Object point labels
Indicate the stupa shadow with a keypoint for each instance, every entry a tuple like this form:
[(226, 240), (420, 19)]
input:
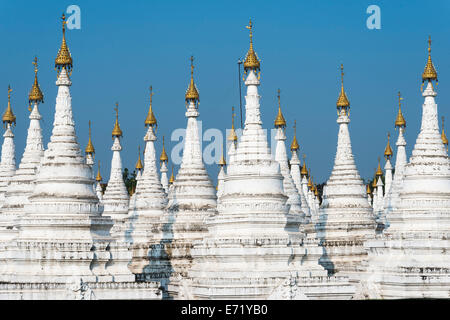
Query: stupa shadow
[(159, 266), (324, 260)]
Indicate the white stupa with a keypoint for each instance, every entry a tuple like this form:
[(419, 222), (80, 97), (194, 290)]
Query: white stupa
[(115, 198), (22, 183), (147, 214), (248, 253), (98, 186), (412, 257), (8, 159), (64, 249), (346, 217), (391, 196), (163, 160), (192, 199)]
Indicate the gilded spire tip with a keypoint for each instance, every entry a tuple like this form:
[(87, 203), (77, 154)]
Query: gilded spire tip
[(342, 101), (251, 60), (163, 157), (35, 94), (294, 144), (63, 59), (150, 120), (90, 147), (280, 122), (117, 132), (429, 73), (8, 116)]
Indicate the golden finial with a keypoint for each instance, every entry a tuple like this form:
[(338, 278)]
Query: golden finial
[(443, 136), (163, 157), (430, 72), (99, 177), (35, 94), (294, 144), (232, 136), (310, 184), (400, 121), (172, 178), (251, 60), (368, 190), (151, 119), (222, 161), (8, 116), (379, 172), (342, 100), (139, 165), (388, 150), (192, 92), (304, 170), (117, 132), (63, 59), (90, 147), (374, 182), (280, 122)]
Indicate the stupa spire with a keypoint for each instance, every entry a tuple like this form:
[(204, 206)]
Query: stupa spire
[(98, 178), (342, 102), (192, 91), (116, 197), (63, 60), (8, 117), (294, 144), (147, 207), (344, 204), (400, 120), (193, 196), (150, 120), (280, 122), (413, 245), (35, 95), (429, 74), (139, 165), (21, 185), (164, 160), (251, 60), (8, 158), (443, 136), (117, 132), (90, 150)]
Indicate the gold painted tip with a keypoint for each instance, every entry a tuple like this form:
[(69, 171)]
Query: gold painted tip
[(99, 177), (232, 136), (8, 116), (192, 92), (139, 165), (172, 178), (163, 156), (63, 59), (150, 120), (342, 99), (429, 72), (90, 147), (443, 136), (251, 60), (117, 132), (388, 150), (280, 122), (35, 94), (379, 172)]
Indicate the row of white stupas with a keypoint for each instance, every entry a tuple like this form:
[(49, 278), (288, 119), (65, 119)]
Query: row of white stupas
[(261, 234)]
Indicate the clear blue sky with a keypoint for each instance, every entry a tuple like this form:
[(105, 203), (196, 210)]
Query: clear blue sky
[(124, 46)]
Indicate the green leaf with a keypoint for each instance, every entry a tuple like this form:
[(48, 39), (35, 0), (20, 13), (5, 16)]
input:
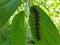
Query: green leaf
[(7, 8), (18, 30), (48, 33)]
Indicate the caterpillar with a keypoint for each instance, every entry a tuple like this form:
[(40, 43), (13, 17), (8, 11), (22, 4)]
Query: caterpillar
[(35, 12)]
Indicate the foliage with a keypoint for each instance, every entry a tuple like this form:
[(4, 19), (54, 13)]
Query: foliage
[(13, 14)]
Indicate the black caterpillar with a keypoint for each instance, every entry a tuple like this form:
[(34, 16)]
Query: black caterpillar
[(36, 17)]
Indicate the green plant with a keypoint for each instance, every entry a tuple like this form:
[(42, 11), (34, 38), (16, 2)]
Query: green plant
[(48, 33)]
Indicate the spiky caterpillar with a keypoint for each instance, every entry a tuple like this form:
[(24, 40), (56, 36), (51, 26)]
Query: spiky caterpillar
[(36, 17)]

Directions
Write out all the records above again, replacing "keypoint" with "marker" everywhere and leaving everything else unchanged, and omit the pictures from your answer.

Task response
Indicate the stupa shadow with a marker for each instance, every entry a tuple like this form:
[(226, 240), (420, 19)]
input:
Query: stupa shadow
[(159, 266), (324, 260)]
Indicate the white stupa with a marker for each instance, every entry a tuple like this form:
[(419, 222), (80, 97), (194, 290)]
Query: white stupa
[(115, 198), (22, 183), (147, 214), (248, 253), (98, 186), (412, 257), (8, 159), (64, 249), (346, 217), (391, 196), (163, 160), (192, 199)]
Indicate the gilded spire tip with a marker for each instance, every entry a tuple like this form:
[(87, 203), (77, 154)]
Query: gilded spire tip
[(342, 101), (251, 60), (163, 157), (35, 94), (294, 144), (63, 59), (150, 120), (90, 147), (280, 122), (117, 132), (429, 73), (8, 116)]
Indicate the golden finial with a marker for each instance, every entry a tuple like this form:
[(338, 278)]
Query: golden finial
[(443, 136), (163, 157), (430, 72), (99, 177), (35, 94), (294, 144), (232, 136), (310, 184), (400, 121), (172, 178), (251, 60), (368, 190), (151, 119), (222, 161), (8, 116), (379, 172), (342, 100), (139, 165), (388, 150), (192, 92), (304, 170), (117, 132), (63, 59), (90, 147), (374, 182), (280, 122)]
Indicate the stupa spire with a marker for each instance, every entry a tuple like this form:
[(204, 206)]
Query: stupa spire
[(98, 178), (342, 102), (192, 91), (116, 197), (63, 60), (8, 117), (294, 144), (147, 207), (344, 204), (400, 120), (193, 196), (150, 120), (280, 122), (413, 245), (35, 95), (429, 74), (139, 165), (21, 185), (164, 160), (251, 60), (8, 158), (443, 136), (117, 132), (90, 150)]
Indicate the gold painted tip with a marker for each instance, every entry a tuple like this form:
[(69, 171)]
Query: gold painted tip
[(99, 177), (232, 136), (8, 116), (192, 92), (139, 165), (172, 178), (163, 156), (63, 59), (150, 120), (342, 99), (429, 72), (90, 147), (443, 136), (251, 60), (117, 132), (388, 150), (280, 122), (35, 94), (379, 172)]
Indicate the row of white stupas with a marker for each instance, every entry a tuple like this form:
[(49, 278), (288, 119), (65, 119)]
Query: row of white stupas
[(261, 234)]
Indicate the clear blue sky with a marker for each instance, every entry a tuple like this form:
[(105, 203), (196, 210)]
Query: clear blue sky
[(124, 46)]
Indicate the green leaf with a marker for each instance, every entry a tuple like this form:
[(48, 39), (35, 0), (20, 13), (5, 16)]
input:
Query: green leaf
[(7, 8), (18, 30), (48, 33)]
Indicate the caterpillar with a marker for each instance, every entry a tuple like this form:
[(40, 43), (13, 17), (8, 11), (22, 4)]
Query: caterpillar
[(35, 12)]
Indicate the foliage with a marker for each instance, every entry a tuple like this form:
[(4, 19), (54, 13)]
Query: foliage
[(13, 14)]
Indicate the black caterpillar with a marker for each instance, every entry a tuple like this form:
[(34, 16)]
Query: black caterpillar
[(36, 17)]
Indicate the green plant with a marker for each instance, every entry a tuple like this form:
[(42, 11), (34, 38), (16, 2)]
Query: green plant
[(48, 33)]
Indicate the spiky caterpillar with a marker for each instance, every entry a tuple like this form:
[(24, 40), (56, 36), (51, 26)]
Query: spiky caterpillar
[(36, 17)]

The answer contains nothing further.